To do: Transcribe the following entries word for word; no picture is to appear in the copy.

Data shown:
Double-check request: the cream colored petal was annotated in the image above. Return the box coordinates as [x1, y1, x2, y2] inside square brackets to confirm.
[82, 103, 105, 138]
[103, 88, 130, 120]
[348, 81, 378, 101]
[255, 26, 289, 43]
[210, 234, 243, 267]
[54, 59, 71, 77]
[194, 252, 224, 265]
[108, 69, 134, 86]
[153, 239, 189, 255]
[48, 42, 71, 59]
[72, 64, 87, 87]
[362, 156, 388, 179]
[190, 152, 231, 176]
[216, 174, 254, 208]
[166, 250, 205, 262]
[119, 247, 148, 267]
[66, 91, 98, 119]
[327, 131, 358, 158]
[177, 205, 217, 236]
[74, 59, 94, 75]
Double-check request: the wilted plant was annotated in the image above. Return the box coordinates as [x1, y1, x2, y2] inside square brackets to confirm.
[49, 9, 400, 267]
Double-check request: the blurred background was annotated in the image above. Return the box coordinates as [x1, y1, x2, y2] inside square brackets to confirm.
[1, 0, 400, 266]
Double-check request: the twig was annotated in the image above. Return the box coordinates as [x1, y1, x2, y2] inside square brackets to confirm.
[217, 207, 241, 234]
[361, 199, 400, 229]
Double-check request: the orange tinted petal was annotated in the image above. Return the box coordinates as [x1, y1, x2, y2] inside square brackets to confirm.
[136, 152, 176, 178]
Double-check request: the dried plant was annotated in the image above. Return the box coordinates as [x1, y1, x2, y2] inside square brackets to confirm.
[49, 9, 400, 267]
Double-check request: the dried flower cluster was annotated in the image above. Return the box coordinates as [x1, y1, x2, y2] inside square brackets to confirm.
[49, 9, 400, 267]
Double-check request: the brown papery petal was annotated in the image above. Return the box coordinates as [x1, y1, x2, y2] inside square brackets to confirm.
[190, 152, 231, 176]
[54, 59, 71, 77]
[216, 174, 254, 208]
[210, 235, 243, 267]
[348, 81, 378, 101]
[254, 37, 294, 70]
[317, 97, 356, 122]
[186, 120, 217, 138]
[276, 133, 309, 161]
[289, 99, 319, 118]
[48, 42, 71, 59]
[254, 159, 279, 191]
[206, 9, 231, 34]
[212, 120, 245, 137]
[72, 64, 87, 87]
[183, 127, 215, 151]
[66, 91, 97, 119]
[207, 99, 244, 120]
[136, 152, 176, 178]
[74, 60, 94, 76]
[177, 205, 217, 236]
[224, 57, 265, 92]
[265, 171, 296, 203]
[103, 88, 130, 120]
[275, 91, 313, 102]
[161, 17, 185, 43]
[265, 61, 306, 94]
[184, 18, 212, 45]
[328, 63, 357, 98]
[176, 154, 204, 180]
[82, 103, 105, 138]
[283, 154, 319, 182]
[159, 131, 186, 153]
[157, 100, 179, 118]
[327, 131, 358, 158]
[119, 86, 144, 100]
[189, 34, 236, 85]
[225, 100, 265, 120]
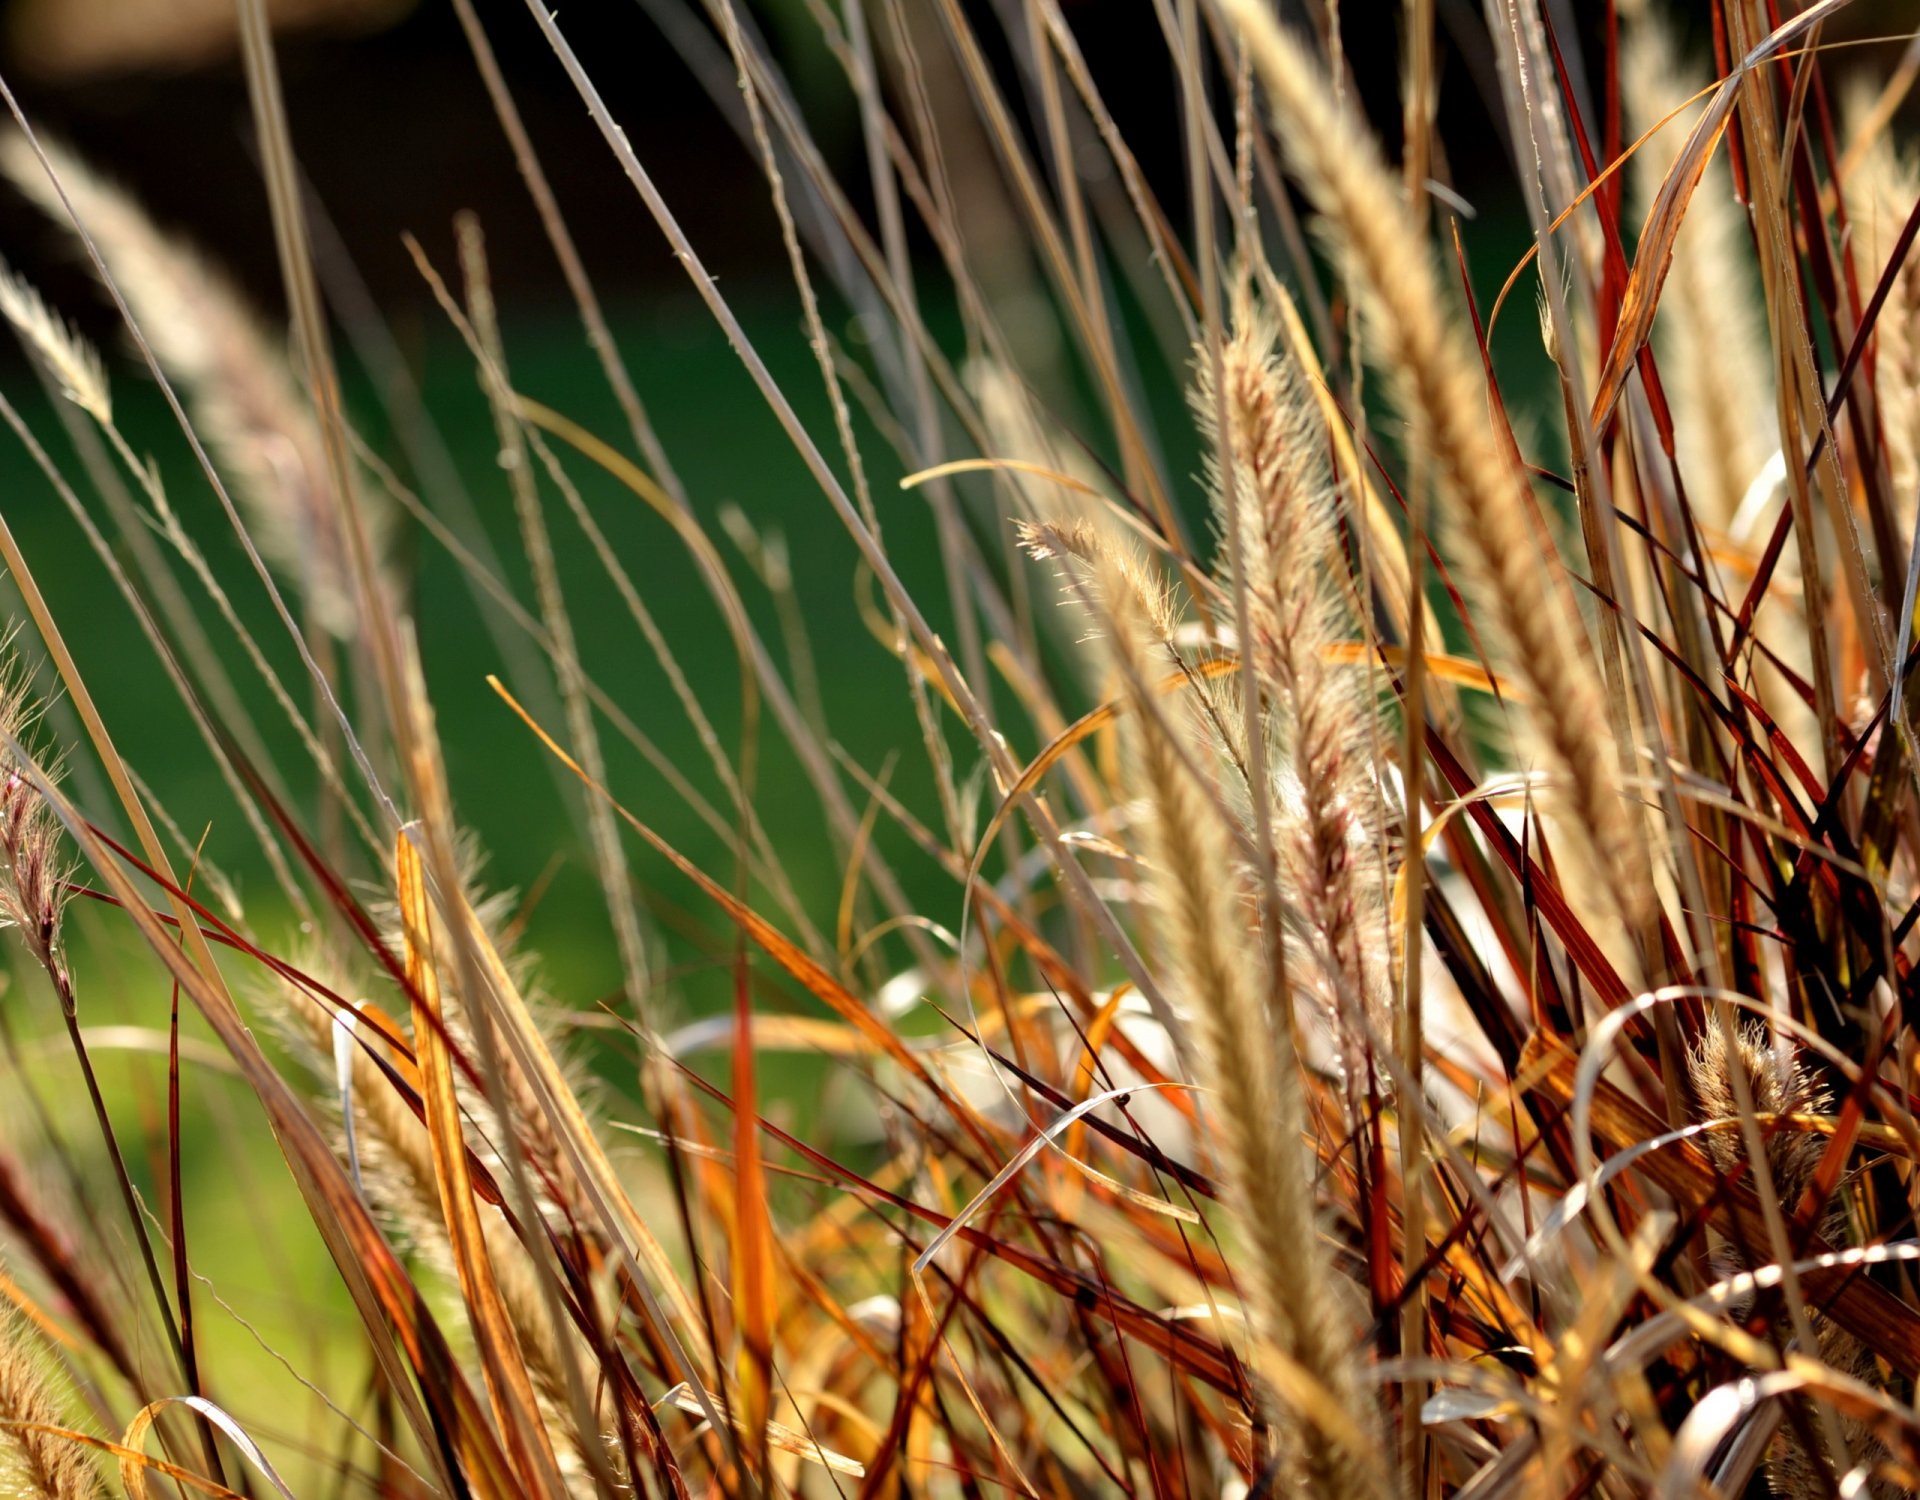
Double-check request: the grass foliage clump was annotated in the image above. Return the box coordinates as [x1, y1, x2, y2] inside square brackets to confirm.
[0, 0, 1917, 1495]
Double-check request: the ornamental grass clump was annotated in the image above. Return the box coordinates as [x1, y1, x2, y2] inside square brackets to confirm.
[0, 0, 1916, 1496]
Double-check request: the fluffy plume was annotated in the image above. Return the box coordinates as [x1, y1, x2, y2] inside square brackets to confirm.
[1015, 517, 1181, 650]
[0, 268, 109, 427]
[0, 674, 69, 991]
[1039, 516, 1384, 1498]
[1193, 292, 1394, 1095]
[1223, 0, 1656, 973]
[1689, 1024, 1886, 1497]
[0, 131, 386, 637]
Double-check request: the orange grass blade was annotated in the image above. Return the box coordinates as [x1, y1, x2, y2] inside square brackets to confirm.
[729, 942, 777, 1468]
[675, 1065, 1244, 1394]
[396, 829, 567, 1499]
[1, 1420, 245, 1500]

Result of this task:
Double-check request: the cream colored petal was annotated in the image above. Return the box coordinates as [x1, y1, x2, y2] inside square brackets to confirm.
[82, 103, 105, 138]
[103, 88, 130, 120]
[348, 81, 378, 101]
[255, 26, 289, 43]
[210, 234, 243, 267]
[54, 59, 71, 77]
[194, 252, 224, 265]
[108, 69, 134, 86]
[153, 239, 189, 255]
[48, 42, 71, 59]
[72, 64, 87, 87]
[362, 156, 388, 179]
[190, 152, 231, 176]
[216, 174, 254, 208]
[166, 250, 205, 262]
[119, 247, 148, 267]
[66, 91, 98, 119]
[327, 131, 358, 158]
[177, 205, 217, 236]
[74, 59, 94, 75]
Double-check request: the wilted plant was annotated in the image above. Return the box coordinates as [x1, y1, x2, y2] inside square brackets to confirm.
[49, 9, 400, 267]
Double-check request: the blurred background was annotated in the image above. Return the box coordinates as [x1, y1, x2, y2] inside square brackets to confirm.
[1, 0, 400, 266]
Double-check request: the twig was annotated in the image above. Return the box coordinates as [x1, y1, x2, y2] inside square brackets to confirm.
[217, 207, 241, 234]
[361, 199, 400, 229]
Double-check request: the orange tinted petal was annotated in the image above. Return the box coordinates as [x1, y1, x2, y2] inside square brackets to confirm.
[136, 152, 176, 178]
Double-check request: the dried plant was annotated in the image above. Return the box coordinates as [x1, y1, x2, y2] inside square brackets to confirm.
[49, 9, 400, 267]
Double-check request: the dried flower cluster was annotated in the image above. Return the box coordinates as [x1, y1, x2, y2] inside square brackets to confirm.
[49, 9, 400, 267]
Double-check request: the brown papery petal was annotated in the image above. Return the box coordinates as [x1, y1, x2, y2] inside square brackets to confirm.
[190, 152, 231, 176]
[54, 59, 71, 77]
[216, 174, 254, 208]
[210, 235, 243, 267]
[348, 81, 378, 101]
[254, 37, 294, 70]
[317, 97, 356, 122]
[186, 120, 217, 138]
[276, 133, 309, 161]
[289, 99, 319, 118]
[48, 42, 71, 59]
[254, 159, 279, 191]
[206, 9, 231, 34]
[212, 120, 245, 137]
[72, 64, 87, 87]
[183, 127, 215, 151]
[66, 91, 97, 119]
[207, 99, 244, 120]
[136, 152, 176, 178]
[74, 60, 94, 76]
[177, 205, 217, 236]
[224, 57, 265, 92]
[265, 171, 296, 203]
[103, 88, 130, 120]
[275, 91, 313, 102]
[161, 17, 185, 43]
[265, 61, 306, 94]
[184, 18, 212, 45]
[328, 63, 357, 98]
[176, 154, 204, 180]
[82, 103, 105, 138]
[283, 154, 319, 182]
[159, 131, 186, 153]
[157, 100, 179, 118]
[327, 131, 358, 158]
[119, 86, 144, 100]
[189, 34, 236, 85]
[225, 100, 265, 120]
Double-check request: the grass foliage clump was annotated in the image above. Return the box coordinates as [x1, y1, x2, y2] inside square brackets to confirm.
[0, 0, 1917, 1495]
Double-check request: the ornamental grass clump was annotated in the image above. Return the box coordinates as [x1, y1, x2, y2] inside square brackets to confirm.
[0, 0, 1916, 1496]
Double-check request: the fluffy plume was annotated in the image above. Return the box coordinates as [x1, y1, x2, y2] inside square brackets to confirm.
[1015, 517, 1181, 650]
[0, 268, 109, 427]
[0, 674, 69, 991]
[1039, 516, 1384, 1498]
[1193, 292, 1394, 1095]
[1223, 0, 1656, 973]
[1689, 1024, 1886, 1497]
[0, 131, 386, 637]
Double-check request: the orange grass blade was annotated in the image above. Return the box coordinates as [x1, y1, x2, y2] inside square brackets to confirm.
[729, 942, 777, 1468]
[675, 1065, 1244, 1394]
[396, 829, 567, 1499]
[1, 1420, 245, 1500]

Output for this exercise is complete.